● **Esercizi proposti**
1. Trascrivi tutte le frasi interrogative contenute nell'intervista sul progetto IMPACT.
2. Riprendi l'intervista sul progetto IMPACT e proseguila a partire dalla sua ultima frase.

● **Brano da leggere**
——
Che cos’è stato previsto, in particolare, per le seconde generazioni?

«Quanto previsto è forse più in chi ha sviluppato la linea di azione 1 di IMPACT. A parere mio, le “nuove generazioni” poco amano essere identificate come seconde generazioni (… quindi, forse, se si smette di chiamarle così son felici). La questione maggiormente cruciale, in loro, è quella di vivere una costruzione della propria identità (tipico dell’adolescenza) a cui si aggiunge la difficoltà di riconoscersi in un gruppo (società di appartenenza, che riconoscono come poco attrattiva perché è quella degli adulti della famiglia e/o società di accoglienza, che non li riconosce fino in fondo spesso come parte integrante).

L’epidemia Covid 19 ha influito negativamente sul progetto?

«L’epidemia Covid-19 ha inizialmente rallentato la possibilità di azione del progetto. Dopo un primo momento di smarrimento, l’équipe ha potuto (si è sentita autorizzata) sperimentare nuovi strumenti di lavoro (soprattutto con piattaforme digitali), che hanno permesso di evidenziare anche risorse differenti sia nostre sia dei beneficiari».

Che cosa prevede la Programmazione FAMI 2021-2027? Ci sono differenze sostanziali rispetto al programma precedente?
——
● **Materiale da esaminare**
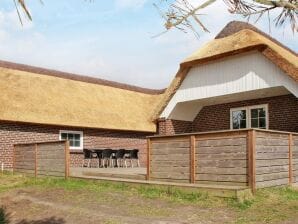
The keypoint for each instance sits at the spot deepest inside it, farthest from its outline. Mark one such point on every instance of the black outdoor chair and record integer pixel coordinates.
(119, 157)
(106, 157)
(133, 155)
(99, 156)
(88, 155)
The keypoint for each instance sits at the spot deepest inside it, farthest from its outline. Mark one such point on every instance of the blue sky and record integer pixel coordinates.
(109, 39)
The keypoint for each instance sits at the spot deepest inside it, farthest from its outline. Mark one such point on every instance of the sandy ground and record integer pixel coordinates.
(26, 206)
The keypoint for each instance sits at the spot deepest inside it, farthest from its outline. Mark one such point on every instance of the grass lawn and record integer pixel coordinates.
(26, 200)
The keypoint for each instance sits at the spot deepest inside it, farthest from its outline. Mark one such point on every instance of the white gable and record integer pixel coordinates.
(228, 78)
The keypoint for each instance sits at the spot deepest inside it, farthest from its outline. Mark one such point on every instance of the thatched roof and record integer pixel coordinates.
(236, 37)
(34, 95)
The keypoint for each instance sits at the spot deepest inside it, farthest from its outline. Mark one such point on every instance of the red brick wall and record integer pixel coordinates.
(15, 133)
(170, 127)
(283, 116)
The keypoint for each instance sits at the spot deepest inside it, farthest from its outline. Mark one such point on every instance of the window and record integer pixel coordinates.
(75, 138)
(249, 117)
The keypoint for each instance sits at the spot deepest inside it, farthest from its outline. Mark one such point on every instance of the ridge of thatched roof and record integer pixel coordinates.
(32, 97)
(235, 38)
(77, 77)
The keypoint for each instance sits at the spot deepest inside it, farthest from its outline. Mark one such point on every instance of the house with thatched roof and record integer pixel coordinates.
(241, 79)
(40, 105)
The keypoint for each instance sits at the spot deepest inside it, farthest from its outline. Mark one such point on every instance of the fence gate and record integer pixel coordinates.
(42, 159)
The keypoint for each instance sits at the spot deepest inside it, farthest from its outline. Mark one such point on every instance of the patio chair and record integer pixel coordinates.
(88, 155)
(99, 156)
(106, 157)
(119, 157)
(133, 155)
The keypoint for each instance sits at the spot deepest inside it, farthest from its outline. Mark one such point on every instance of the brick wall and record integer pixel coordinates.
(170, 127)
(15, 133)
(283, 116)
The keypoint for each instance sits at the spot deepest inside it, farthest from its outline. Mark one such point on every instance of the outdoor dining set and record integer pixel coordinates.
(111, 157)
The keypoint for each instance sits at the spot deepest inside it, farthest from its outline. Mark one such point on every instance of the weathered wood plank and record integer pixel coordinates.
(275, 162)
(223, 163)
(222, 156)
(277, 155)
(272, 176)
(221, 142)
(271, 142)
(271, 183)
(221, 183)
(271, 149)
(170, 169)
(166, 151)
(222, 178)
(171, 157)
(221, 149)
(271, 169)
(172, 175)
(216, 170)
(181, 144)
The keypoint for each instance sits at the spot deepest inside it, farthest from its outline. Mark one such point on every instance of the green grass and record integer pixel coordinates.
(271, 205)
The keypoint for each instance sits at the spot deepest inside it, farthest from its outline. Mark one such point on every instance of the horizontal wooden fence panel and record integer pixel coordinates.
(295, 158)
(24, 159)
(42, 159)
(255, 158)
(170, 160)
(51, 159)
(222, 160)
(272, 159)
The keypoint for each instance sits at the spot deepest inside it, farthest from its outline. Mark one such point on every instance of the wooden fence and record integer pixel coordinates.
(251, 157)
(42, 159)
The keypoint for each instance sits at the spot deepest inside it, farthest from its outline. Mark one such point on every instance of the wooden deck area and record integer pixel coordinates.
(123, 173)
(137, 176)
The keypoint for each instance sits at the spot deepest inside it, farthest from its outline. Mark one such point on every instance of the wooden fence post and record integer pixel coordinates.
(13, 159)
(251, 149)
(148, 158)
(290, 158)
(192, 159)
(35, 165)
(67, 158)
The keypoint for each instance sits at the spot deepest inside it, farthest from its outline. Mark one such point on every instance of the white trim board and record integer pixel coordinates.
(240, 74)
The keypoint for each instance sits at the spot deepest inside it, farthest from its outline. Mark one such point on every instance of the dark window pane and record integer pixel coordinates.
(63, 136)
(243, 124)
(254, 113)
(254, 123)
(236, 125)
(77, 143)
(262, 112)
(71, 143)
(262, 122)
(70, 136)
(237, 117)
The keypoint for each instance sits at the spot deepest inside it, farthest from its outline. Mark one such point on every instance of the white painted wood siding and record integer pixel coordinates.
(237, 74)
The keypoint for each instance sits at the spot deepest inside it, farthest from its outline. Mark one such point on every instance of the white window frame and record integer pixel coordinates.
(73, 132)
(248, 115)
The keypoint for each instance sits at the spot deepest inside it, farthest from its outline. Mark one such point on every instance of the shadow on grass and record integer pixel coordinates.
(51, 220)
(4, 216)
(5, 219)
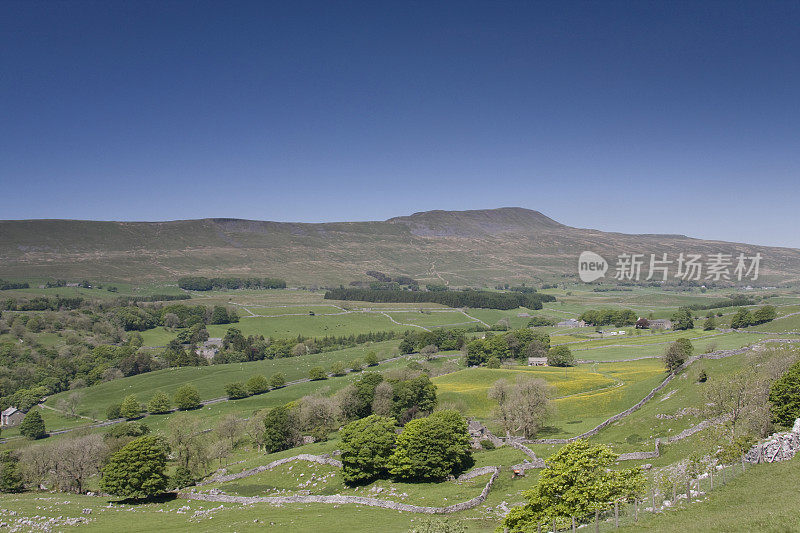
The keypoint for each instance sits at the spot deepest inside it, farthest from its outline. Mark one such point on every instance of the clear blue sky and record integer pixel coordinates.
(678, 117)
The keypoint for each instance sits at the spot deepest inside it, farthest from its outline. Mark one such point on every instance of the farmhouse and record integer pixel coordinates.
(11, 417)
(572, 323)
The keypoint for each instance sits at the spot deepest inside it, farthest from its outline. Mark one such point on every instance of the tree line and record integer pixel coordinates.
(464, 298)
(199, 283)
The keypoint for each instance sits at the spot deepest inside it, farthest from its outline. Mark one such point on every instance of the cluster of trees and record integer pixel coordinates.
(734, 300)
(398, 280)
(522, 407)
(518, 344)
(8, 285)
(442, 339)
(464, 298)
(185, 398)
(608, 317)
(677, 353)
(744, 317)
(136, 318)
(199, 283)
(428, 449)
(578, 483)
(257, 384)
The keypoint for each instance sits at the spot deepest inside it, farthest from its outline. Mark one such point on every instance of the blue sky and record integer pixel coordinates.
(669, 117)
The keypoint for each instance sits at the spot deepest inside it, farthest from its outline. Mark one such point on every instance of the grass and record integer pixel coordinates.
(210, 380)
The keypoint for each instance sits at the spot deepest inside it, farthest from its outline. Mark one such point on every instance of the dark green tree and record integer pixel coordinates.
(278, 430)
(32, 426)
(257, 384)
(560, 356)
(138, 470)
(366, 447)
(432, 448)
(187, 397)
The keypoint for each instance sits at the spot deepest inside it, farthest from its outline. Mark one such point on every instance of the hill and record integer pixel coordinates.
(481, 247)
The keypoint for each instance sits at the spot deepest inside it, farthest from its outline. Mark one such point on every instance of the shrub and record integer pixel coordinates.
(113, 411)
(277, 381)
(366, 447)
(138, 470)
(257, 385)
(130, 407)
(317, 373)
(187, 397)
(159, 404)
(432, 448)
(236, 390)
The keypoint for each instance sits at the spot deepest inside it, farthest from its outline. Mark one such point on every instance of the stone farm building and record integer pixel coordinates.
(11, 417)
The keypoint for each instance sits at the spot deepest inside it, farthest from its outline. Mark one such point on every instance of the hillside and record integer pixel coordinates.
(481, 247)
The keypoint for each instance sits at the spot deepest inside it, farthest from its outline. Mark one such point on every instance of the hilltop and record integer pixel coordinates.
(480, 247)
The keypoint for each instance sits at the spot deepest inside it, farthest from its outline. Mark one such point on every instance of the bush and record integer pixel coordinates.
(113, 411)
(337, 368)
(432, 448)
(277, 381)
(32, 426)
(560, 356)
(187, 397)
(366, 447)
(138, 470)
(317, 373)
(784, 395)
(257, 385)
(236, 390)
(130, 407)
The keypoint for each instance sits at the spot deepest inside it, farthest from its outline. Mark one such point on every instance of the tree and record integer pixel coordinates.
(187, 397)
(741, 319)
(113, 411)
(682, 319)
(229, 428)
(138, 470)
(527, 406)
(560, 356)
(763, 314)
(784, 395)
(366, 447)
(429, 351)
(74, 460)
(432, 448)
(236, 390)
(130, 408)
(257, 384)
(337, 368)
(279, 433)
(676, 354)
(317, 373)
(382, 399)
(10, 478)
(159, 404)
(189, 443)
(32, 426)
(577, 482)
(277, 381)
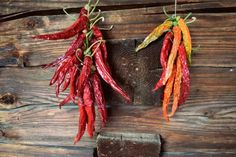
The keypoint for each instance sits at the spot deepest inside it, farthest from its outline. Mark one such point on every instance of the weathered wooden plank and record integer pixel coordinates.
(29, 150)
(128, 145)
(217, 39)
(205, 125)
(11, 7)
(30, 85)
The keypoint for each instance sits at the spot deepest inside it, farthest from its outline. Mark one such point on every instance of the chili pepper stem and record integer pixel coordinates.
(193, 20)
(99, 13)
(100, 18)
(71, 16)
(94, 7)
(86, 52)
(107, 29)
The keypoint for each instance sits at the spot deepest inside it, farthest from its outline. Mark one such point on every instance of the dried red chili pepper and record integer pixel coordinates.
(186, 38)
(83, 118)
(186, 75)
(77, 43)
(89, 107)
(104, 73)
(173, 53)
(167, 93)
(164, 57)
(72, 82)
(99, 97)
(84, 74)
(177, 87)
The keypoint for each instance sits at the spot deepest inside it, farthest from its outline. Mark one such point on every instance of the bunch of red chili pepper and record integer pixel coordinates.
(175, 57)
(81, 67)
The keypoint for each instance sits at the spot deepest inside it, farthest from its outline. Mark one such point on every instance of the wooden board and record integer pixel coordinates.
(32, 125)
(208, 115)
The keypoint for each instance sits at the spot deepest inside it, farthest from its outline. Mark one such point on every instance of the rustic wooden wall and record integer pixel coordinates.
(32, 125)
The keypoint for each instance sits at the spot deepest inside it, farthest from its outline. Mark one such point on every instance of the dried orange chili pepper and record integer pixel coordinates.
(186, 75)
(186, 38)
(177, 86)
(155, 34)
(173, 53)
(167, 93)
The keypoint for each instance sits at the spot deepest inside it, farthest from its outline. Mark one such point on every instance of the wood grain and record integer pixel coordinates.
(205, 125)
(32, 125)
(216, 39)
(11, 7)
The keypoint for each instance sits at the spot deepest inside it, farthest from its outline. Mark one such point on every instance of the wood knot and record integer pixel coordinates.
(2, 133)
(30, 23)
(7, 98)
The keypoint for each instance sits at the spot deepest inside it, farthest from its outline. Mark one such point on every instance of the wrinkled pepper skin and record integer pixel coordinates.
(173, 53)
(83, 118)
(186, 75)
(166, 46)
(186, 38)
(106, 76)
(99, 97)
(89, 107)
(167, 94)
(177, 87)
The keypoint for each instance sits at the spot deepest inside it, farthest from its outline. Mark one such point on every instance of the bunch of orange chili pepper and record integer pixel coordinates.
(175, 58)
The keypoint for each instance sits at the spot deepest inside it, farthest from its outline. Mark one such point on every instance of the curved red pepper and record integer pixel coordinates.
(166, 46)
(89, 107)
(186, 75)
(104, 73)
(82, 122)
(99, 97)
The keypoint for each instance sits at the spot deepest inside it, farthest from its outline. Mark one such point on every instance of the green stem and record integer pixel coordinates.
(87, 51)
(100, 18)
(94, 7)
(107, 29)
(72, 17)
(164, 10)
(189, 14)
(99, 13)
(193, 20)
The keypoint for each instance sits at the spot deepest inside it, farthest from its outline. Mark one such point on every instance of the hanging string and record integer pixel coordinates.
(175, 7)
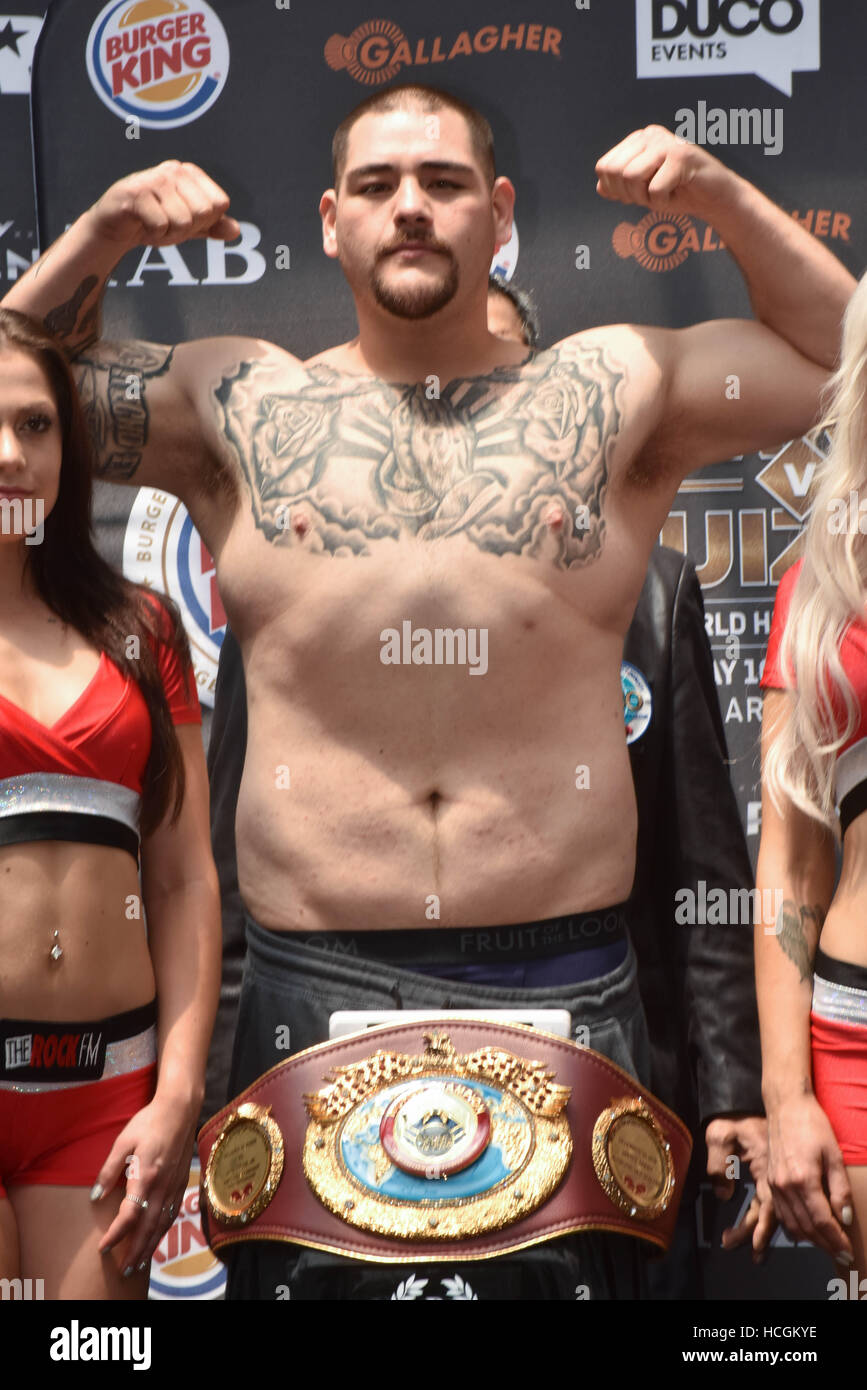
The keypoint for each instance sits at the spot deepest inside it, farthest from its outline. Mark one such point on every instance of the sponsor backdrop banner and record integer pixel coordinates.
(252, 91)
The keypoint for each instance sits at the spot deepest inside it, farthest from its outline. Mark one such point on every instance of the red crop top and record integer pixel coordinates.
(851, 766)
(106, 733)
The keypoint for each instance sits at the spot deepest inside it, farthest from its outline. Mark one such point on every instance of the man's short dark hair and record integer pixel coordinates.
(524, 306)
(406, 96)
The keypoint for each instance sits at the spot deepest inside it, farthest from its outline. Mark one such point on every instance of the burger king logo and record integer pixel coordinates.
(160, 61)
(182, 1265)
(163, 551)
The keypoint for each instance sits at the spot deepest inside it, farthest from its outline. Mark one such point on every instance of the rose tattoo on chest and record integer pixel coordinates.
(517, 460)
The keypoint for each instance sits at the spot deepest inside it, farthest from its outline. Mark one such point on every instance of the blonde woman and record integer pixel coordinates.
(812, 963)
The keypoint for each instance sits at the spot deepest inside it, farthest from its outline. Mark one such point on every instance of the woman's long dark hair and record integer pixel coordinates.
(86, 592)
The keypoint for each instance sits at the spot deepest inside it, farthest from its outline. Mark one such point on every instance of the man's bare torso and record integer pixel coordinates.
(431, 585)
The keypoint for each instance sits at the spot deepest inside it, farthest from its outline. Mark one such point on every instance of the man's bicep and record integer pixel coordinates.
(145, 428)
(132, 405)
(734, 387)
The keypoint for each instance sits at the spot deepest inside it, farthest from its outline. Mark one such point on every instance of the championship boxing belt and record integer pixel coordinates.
——
● **Risposte fornite**
1.
- Che cos’è stato previsto, in particolare, per le seconde generazioni?
- L’epidemia Covid 19 ha influito negativamente sul progetto?
- Che cosa prevede la Programmazione FAMI 2021-2027?
- Ci sono differenze sostanziali rispetto al programma precedente?

2.
«Il Programma, definito sulla base di un ampio processo di concertazione con i partner e gli stakeholder istituzionali e territoriali, individua i fabbisogni di medio termine più avvertiti nel settore dell’asilo, dell’integrazione e dei rimpatri, e individua, nei diversi settori, gli obiettivi prioritari da raggiungere e i risultati che meglio ne attestano il pieno conseguimento. In particolare, l’Obiettivo specifico 2 –“Migrazione legale e integrazione” (dotazione finanziaria 199 milioni 626 mila euro) prevede le seguenti azioni: capacity building, qualificazione e rafforzamento degli uffici pubblici; formazione linguistica; istruzione inclusiva; accesso alla formazione universitaria e riconoscimento dei titoli; supporto al miglioramento della governance multi-livello per l’integrazione socio-lavorativo dei migranti; prevenzione e contrasto al lavoro sommerso e al fenomeno del caporalato; inserimento socio lavorativo di fasce vulnerabili di migranti; valorizzazione, messa in trasparenza e sviluppo delle competenze, realizzazione individuale, socializzazione e partecipazione; promozione della partecipazione e dell’inclusione sociale e lavorativa delle donne migranti; promozione della partecipazione attiva dei cittadini migranti alla vita economica, sociale e culturale; dialogo interculturale e inter-religioso; prevenzione e contrasto alle discriminazioni; azione di sistema per la tutela sanitaria; monitoraggio della tutela volontaria e promozione dell’accoglienza familiare dei MSNA; protezione, tutela e integrazione dei minori stranieri sottoposti a provvedimenti dell’Autorità Giudiziaria: misure pre-partenza e percorsi di orientamento, formazione, informazione nei Paesi di origine; promozione dei canali legali di ingresso regolare in Italia. Questa è la nuova programmazione Fami: sono maggiormente evidenziati inserimento lavorativo e sfruttamento lavorativo, la parte relativa all’apprendimento della lingua e della formazione inclusiva e  permane un certo interesse rispetto a formare dei servizi con sempre maggiori competenze nella costruzione di relazione interculturale (capacity building)».